* **Objective**: Can you set out every line of the records below as a numbered list, skipping blank lines? Leave the pictures out of your answer.

+++ Data to process +++

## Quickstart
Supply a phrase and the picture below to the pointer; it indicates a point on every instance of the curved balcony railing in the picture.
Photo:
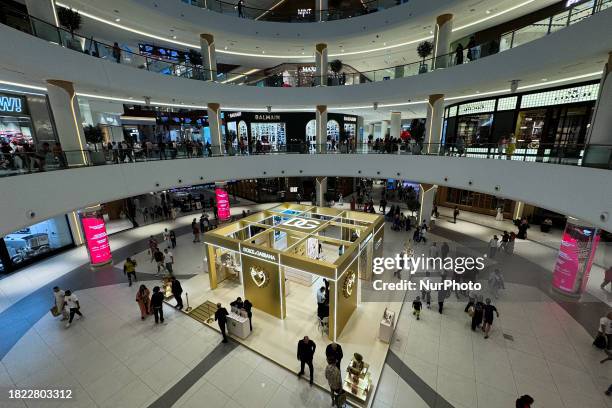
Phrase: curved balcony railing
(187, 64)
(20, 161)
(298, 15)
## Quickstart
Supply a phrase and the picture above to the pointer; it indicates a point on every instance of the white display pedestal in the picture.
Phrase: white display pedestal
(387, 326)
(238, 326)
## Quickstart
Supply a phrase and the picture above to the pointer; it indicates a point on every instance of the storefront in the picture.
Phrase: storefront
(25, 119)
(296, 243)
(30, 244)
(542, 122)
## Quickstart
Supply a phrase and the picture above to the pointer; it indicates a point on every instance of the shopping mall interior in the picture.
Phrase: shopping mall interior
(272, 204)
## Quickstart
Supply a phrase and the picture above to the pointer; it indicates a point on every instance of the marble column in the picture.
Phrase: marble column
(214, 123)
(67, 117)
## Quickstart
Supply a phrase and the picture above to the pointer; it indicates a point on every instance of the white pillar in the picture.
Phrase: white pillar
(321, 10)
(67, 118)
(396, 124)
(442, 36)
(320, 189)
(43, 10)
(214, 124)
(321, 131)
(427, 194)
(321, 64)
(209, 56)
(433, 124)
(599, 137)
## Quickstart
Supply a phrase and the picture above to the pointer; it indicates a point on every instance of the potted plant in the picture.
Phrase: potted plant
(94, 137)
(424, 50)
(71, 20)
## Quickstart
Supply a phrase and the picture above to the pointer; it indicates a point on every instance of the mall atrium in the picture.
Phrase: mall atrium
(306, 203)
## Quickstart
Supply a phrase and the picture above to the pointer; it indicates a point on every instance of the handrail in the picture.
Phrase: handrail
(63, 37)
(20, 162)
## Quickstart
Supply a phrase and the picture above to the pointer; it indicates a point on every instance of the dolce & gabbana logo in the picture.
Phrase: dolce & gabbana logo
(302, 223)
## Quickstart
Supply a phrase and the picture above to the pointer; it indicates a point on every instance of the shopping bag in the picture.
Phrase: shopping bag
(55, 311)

+++

* **Finished answer**:
1. ## Quickstart
2. Supply a phrase and the picture below to the pointer; it indicates a point on every instance of the curved balcony railing in the picture.
3. Photo:
4. Phrase: curved balcony railing
5. (187, 64)
6. (20, 161)
7. (298, 15)
8. ## Quickstart
9. Supply a phrase and the picture above to the pointer; it indicates a point on every instance of the white display pedestal in the picture.
10. Phrase: white display pedestal
11. (387, 326)
12. (238, 326)
13. ## Quickstart
14. Supply a phrase and the picture above to the pointer; it indicates a point on every instance of the storefront in the picture.
15. Phrase: storefront
16. (25, 119)
17. (296, 243)
18. (30, 244)
19. (542, 122)
20. ## Quickstart
21. Supply a phrase and the picture above to the pointer; it indicates a point on every instance of the shopping mall interior in the picture.
22. Phrase: shopping mall interior
23. (272, 204)
24. ## Quickstart
25. Supply a phrase and the picture above to the pointer; it indicates a point on every instance of the marble column in the picture.
26. Phrase: marble column
27. (214, 123)
28. (67, 117)
29. ## Quickstart
30. Supply a phrase and the picture above to the pointer; it indicates a point on every instance of the white pillar in the picture.
31. Phrase: white pillar
32. (321, 10)
33. (67, 118)
34. (396, 124)
35. (442, 36)
36. (320, 189)
37. (43, 10)
38. (214, 124)
39. (321, 131)
40. (427, 194)
41. (321, 64)
42. (209, 56)
43. (433, 124)
44. (599, 137)
45. ## Quickstart
46. Supply a phrase and the picture above to the pointer; it indicates a point on every instance of the potted plant in the picture.
47. Phrase: potted plant
48. (94, 137)
49. (424, 50)
50. (71, 20)
51. ## Quickstart
52. Supply a phrase and the picture above to the pointer; it indicates a point on every instance of the mall atrium in the picture.
53. Phrase: mall atrium
54. (306, 203)
55. ## Quickstart
56. Supply a phrase and the picture above to the pointer; it indicates a point on every instance of the handrail in the picture.
57. Phrase: handrail
58. (63, 37)
59. (20, 162)
60. ## Quickstart
61. Supply a phrase and the picture above to the pointer; it indicates a point on every instance of the dolce & gabbana logo in the picture.
62. Phrase: dolce & gabbana logo
63. (302, 223)
64. ## Quickstart
65. Supply a phrase and the picture above to the pointer; it indicates a point on every instance of the shopping bag in the picture.
66. Phrase: shopping bag
67. (55, 311)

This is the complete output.